— BEGIN RECORDS FOR PROCESSING —

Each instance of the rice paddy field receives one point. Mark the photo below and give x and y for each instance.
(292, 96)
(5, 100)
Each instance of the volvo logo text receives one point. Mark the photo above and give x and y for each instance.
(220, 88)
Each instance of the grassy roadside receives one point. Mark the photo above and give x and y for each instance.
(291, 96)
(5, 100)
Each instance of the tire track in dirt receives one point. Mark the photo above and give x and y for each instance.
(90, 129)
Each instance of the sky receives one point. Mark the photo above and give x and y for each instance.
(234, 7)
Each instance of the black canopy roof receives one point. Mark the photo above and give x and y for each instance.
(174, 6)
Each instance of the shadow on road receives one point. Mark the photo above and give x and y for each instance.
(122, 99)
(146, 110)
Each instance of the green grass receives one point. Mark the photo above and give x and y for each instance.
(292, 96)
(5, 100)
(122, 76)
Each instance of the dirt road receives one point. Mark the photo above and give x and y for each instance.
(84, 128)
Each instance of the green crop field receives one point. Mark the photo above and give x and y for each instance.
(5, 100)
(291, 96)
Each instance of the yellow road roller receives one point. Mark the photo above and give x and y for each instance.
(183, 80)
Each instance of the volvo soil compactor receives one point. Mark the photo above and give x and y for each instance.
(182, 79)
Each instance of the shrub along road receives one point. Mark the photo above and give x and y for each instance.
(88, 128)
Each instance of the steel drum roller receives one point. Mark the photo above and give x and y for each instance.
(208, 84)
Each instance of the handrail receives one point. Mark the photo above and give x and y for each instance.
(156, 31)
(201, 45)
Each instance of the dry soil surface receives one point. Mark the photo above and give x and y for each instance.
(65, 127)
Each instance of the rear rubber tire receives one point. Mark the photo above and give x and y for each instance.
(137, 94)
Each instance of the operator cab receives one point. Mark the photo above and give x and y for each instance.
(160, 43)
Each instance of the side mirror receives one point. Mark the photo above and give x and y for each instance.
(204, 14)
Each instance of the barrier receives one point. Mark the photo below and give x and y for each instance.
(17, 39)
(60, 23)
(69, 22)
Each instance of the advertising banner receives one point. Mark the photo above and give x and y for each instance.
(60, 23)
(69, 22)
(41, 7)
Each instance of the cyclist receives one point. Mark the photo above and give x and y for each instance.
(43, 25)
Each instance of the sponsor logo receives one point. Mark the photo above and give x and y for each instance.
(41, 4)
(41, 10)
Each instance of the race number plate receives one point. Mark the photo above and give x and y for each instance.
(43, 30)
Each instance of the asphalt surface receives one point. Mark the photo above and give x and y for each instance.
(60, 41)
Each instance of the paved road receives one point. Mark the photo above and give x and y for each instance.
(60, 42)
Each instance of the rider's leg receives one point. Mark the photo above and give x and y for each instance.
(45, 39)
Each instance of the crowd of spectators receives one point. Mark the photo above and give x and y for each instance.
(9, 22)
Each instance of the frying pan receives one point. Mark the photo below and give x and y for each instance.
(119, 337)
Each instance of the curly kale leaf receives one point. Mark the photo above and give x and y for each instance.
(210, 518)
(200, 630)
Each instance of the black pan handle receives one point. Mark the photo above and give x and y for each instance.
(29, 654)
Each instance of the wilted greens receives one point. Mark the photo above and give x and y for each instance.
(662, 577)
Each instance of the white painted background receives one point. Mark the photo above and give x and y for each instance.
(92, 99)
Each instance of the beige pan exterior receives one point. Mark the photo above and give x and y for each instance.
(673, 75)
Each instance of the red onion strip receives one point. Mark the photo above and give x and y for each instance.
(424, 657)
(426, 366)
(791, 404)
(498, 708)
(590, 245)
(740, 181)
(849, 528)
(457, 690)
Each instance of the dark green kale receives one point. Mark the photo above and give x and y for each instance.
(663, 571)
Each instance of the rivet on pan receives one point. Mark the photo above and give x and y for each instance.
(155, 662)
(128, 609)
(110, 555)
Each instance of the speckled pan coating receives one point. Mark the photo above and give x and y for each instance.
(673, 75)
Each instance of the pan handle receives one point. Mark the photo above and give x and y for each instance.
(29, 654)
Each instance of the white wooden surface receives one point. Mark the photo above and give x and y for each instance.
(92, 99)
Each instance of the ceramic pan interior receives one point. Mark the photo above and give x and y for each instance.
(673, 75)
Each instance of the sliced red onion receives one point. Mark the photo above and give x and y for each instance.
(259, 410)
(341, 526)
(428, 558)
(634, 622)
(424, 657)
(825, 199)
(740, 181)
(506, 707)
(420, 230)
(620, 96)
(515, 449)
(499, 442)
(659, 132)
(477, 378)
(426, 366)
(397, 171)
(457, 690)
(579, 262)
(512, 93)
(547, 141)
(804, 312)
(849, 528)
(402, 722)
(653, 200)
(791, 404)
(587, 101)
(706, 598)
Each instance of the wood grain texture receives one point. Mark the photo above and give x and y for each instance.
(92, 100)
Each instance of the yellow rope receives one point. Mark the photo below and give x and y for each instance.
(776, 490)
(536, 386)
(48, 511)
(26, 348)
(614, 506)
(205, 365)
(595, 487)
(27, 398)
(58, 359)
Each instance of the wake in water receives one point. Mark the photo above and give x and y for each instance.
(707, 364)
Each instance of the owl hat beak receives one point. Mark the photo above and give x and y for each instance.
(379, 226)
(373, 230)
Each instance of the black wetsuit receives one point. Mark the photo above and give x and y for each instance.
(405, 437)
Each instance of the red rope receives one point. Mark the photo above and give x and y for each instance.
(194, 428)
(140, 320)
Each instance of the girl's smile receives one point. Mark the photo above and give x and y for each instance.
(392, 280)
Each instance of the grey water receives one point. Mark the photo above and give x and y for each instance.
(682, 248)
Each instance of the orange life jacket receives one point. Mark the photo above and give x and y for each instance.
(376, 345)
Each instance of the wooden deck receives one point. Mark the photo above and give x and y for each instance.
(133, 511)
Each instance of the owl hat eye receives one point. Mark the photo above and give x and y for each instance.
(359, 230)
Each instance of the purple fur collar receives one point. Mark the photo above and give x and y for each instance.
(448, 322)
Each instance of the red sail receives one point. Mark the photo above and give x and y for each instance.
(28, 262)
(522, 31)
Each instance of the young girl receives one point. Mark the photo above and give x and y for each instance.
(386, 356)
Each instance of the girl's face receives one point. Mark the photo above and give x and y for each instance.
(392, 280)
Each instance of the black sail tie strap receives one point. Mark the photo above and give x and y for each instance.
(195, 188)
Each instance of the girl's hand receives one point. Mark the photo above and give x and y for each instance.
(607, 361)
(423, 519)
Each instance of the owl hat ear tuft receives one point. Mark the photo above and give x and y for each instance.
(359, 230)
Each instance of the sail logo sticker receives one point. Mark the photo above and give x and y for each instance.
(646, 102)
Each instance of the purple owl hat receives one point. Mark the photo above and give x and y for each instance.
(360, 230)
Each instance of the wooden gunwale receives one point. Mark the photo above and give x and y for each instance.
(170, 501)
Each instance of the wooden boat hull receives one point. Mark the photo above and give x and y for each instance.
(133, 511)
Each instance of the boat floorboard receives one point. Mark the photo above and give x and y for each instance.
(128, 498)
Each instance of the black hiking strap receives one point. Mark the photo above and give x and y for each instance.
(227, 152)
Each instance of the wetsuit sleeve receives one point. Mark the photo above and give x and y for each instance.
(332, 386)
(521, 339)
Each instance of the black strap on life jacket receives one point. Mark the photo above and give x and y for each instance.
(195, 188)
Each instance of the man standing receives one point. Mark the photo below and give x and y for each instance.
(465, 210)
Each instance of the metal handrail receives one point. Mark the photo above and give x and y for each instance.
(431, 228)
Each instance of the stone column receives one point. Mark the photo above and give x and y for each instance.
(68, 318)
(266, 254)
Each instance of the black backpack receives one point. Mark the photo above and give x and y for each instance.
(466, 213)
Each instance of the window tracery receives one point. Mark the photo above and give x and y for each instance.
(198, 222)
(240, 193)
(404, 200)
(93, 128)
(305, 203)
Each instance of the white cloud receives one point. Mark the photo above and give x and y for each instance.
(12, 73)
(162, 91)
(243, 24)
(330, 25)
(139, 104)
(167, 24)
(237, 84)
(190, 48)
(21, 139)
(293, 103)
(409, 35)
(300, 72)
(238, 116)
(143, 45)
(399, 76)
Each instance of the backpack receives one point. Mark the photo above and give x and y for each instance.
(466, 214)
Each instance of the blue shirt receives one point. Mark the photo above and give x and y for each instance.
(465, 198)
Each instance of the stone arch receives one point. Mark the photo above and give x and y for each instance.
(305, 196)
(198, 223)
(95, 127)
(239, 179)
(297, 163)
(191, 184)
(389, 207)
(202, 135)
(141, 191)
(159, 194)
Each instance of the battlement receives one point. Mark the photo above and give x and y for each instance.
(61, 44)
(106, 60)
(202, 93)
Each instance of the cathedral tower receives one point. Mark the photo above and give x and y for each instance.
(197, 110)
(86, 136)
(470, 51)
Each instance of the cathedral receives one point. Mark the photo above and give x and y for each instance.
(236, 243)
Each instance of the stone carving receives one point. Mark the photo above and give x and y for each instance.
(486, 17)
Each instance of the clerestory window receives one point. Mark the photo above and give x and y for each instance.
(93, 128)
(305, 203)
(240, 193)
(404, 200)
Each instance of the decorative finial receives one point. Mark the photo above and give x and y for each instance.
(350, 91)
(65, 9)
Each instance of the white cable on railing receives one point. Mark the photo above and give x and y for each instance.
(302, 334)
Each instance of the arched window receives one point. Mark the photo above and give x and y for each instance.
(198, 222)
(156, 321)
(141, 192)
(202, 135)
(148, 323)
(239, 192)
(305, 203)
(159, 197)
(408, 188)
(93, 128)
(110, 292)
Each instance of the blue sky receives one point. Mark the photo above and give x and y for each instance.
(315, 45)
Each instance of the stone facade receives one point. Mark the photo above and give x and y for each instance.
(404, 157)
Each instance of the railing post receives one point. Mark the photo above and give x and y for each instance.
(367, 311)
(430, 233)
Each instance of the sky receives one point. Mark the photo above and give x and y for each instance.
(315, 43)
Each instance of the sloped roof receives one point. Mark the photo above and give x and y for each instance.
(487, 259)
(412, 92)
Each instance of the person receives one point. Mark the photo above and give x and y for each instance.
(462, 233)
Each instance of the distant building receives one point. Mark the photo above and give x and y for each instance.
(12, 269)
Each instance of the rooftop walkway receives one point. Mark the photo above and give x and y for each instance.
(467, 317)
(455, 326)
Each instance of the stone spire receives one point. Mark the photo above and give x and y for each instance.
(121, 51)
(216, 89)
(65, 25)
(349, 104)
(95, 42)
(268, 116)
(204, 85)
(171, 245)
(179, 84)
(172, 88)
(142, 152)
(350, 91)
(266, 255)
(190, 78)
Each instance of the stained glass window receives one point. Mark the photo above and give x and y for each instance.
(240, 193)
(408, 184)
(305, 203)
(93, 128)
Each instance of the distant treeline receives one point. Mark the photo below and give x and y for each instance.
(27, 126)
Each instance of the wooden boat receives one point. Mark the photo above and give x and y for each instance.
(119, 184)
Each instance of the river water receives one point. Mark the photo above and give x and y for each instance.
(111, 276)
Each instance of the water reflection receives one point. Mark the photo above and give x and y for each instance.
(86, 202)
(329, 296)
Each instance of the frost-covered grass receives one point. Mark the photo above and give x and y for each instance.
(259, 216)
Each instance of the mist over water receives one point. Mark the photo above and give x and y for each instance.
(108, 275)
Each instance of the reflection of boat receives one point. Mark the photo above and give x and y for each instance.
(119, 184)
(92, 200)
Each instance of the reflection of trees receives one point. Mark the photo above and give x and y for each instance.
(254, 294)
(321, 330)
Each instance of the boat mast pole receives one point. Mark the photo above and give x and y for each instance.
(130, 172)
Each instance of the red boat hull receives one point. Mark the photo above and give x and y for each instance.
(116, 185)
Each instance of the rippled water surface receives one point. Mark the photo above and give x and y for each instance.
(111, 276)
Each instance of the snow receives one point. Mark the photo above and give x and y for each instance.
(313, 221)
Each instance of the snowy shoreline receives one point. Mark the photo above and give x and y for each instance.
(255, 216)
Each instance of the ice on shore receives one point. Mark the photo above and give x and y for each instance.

— END RECORDS FOR PROCESSING —

## [WRITTEN EXERCISE]
With both ends included, please retype exactly the lines from the line containing "Each instance of the reflection of trees" to the final line of the data.

## [FULL OUTPUT]
Each instance of the reflection of trees receives one point. Mark the photo above and give x and y for each instance.
(254, 294)
(321, 330)
Each instance of the boat mast pole receives one point. Mark the photo above and give x and y for each instance.
(130, 172)
Each instance of the red boat hull receives one point. Mark the photo above and give x and y for each instance.
(116, 185)
Each instance of the rippled water surface receives one point. Mark the photo above and give x and y for each instance.
(111, 276)
Each instance of the snow receives one point. Mark the photo above and give x and y for each instance.
(313, 221)
Each instance of the snowy shoreline receives one point. Mark the photo above and give x and y for each instance.
(255, 216)
Each instance of the ice on shore receives one point. Mark the photo above and give x and y for each instance.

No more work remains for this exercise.